### AUSGANGSTEXT
Nicht von Pappe

Reden wir über den Volkssport #1. Nein, nicht Fußball, sondern Online Shopping. Nehmen wir noch den klassischen Versandhandel mit Katalogen hinzu: Wir klicken. Wir bestellen. Es wird geliefert. Worin?

Natürlich. Jahr für Jahr „produziert“ der durchschnittliche Deutsche laut Umweltbundesamt mehr als 220 Kilo Verpackungsmüll, circa die Hälfte davon Wellpappe, Papier und Karton. Die meisten Päckchen und Pakete, die der Paketbote bringt, kommen in der gewellten Pappe geschachtelt. Und jedes vierte Kilo Verpackung aus Papier, Pappe und Karton ist an einen Privathaushalt adressiert. In den letzten zehn Jahren ist die Menge um 30 Prozent gestiegen, hauptsächlich durch den explosiv sich entwickelnden Online- und Versandhandel.

Anders als der Plastikmüll, dessen Verteufelung gerade in Mode gekommen ist, müllt der Papier- und Kartonabfall noch weitgehend unterhalb der medialen und privaten Wahrnehmungs- und Empörungsschwelle still und leise vor sich hin. Die Altpapier-Tonnen (sofern vorhanden) quellen schon lange vor den Häusern über, aber dazu gibt es noch keine mediale Empörungsprosa oder skandinavische Poster-Teenager (nichts gegen Greta). Plastik ist geächtet, Pappabfall dagegen gilt als Kavaliersdelikt.
######
### ROHDATEN
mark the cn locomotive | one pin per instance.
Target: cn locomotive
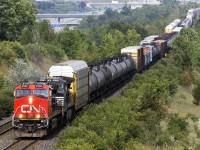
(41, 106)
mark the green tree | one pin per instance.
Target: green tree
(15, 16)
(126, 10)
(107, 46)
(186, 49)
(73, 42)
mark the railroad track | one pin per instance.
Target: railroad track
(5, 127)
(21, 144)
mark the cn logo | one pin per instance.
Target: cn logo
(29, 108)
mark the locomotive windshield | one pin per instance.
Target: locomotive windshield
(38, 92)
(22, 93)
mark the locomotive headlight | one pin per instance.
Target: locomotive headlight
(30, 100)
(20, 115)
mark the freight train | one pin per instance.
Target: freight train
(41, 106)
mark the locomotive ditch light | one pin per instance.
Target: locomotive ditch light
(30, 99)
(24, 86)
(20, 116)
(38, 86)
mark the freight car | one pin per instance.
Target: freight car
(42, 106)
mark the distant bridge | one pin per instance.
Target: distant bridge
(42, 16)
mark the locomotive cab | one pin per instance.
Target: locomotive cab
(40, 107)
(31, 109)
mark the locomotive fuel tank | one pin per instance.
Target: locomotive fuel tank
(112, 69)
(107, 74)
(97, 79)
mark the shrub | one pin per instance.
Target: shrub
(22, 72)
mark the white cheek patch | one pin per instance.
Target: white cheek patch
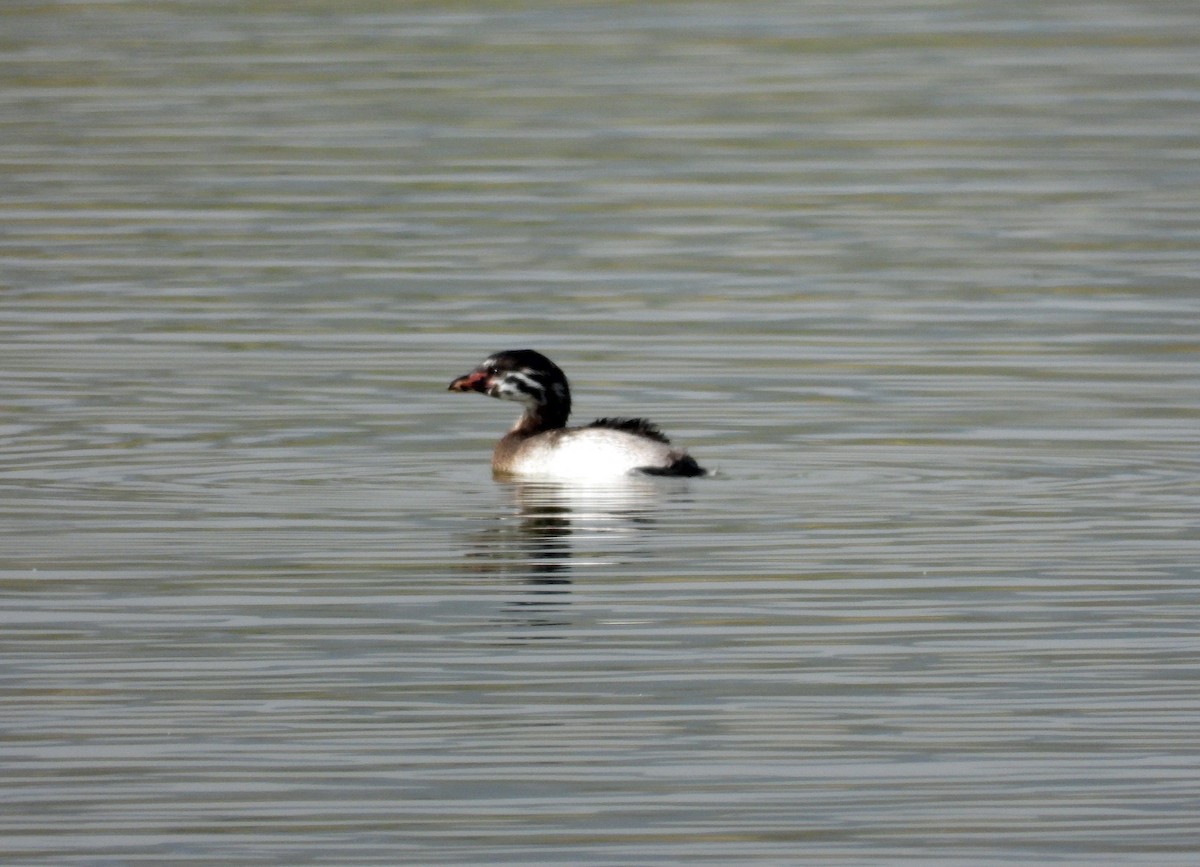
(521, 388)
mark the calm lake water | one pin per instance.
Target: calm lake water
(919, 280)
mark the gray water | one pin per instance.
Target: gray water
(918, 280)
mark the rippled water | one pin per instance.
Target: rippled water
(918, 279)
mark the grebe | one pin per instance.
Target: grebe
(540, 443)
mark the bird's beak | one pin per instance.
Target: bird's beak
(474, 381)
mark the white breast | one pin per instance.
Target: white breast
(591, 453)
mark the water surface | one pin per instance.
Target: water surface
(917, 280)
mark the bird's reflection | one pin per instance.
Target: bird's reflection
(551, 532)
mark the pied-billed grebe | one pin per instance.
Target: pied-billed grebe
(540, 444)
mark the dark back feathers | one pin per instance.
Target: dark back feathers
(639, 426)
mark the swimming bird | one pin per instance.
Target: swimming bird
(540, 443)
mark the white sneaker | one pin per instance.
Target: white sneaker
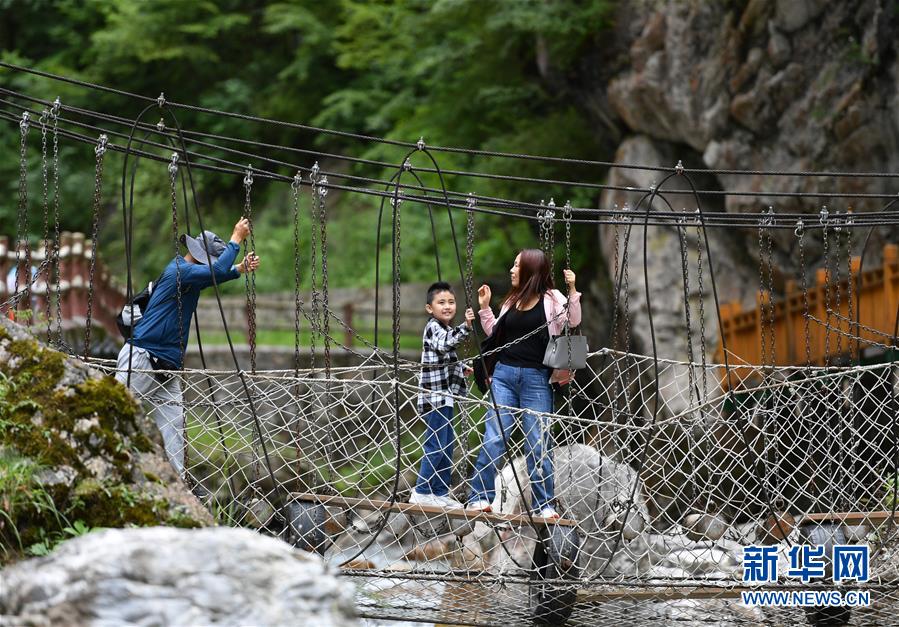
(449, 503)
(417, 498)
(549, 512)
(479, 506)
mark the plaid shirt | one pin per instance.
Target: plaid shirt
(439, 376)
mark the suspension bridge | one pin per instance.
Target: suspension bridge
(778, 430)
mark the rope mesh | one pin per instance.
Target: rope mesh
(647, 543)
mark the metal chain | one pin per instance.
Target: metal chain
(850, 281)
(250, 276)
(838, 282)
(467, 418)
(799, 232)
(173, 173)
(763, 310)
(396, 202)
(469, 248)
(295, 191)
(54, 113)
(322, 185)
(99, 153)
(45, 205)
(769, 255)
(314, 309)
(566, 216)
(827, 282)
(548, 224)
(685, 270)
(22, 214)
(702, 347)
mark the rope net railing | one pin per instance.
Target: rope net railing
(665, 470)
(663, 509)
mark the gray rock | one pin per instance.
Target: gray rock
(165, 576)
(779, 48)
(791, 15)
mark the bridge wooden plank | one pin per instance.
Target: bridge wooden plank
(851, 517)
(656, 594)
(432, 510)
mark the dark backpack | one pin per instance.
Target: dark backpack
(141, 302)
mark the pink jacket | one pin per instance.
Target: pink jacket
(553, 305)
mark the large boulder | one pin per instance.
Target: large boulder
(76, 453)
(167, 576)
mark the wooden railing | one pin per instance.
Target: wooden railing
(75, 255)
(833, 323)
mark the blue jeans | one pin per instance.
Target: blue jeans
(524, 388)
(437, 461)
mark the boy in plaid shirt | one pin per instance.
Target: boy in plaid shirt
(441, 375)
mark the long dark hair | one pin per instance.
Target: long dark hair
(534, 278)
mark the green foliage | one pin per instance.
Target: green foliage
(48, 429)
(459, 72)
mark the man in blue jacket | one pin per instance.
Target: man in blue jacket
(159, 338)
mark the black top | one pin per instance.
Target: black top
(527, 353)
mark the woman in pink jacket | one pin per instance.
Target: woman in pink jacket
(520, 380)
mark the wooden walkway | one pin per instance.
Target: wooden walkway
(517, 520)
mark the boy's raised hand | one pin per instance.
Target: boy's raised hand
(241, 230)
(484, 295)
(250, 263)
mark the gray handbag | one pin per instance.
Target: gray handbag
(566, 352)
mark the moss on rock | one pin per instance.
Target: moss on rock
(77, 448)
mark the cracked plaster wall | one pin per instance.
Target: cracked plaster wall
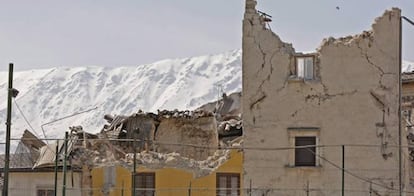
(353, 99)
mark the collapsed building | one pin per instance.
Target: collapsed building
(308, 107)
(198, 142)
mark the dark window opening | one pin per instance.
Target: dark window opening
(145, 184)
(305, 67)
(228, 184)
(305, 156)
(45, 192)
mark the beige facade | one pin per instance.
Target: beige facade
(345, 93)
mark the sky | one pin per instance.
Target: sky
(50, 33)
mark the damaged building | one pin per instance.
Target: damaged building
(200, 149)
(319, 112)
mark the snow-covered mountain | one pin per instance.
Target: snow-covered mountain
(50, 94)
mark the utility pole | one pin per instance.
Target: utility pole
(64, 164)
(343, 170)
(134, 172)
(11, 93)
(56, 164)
######
- AUFGABEN:
A: Beantworte anhand des Textes über Verpackungsmüll diese Fragen:
(i) Wie viel Verpackungsmüll produziert der durchschnittliche Deutsche laut Umweltbundesamt jedes Jahr?
(ii) Welcher Teil der Verpackung aus Papier, Pappe und Karton ist an einen Privathaushalt adressiert?
(iii) Als was gilt Pappabfall im Gegensatz zu Plastik?
B: Entnimm dem Text über Verpackungsmüll den Abschnitt, der mit den Worten „Natürlich. Jahr für“ einsetzt und mit „Online- und Versandhandel.“ schließt, und gib ihn wortgetreu wieder.
Für die Bearbeitung sind die Daten ohne Belang.

- LÖSUNGEN:
A:
(i) Mehr als 220 Kilo.
(ii) Jedes vierte Kilo.
(iii) Als Kavaliersdelikt.

B:
Natürlich. Jahr für Jahr „produziert“ der durchschnittliche Deutsche laut Umweltbundesamt mehr als 220 Kilo Verpackungsmüll, circa die Hälfte davon Wellpappe, Papier und Karton. Die meisten Päckchen und Pakete, die der Paketbote bringt, kommen in der gewellten Pappe geschachtelt. Und jedes vierte Kilo Verpackung aus Papier, Pappe und Karton ist an einen Privathaushalt adressiert. In den letzten zehn Jahren ist die Menge um 30 Prozent gestiegen, hauptsächlich durch den explosiv sich entwickelnden Online- und Versandhandel.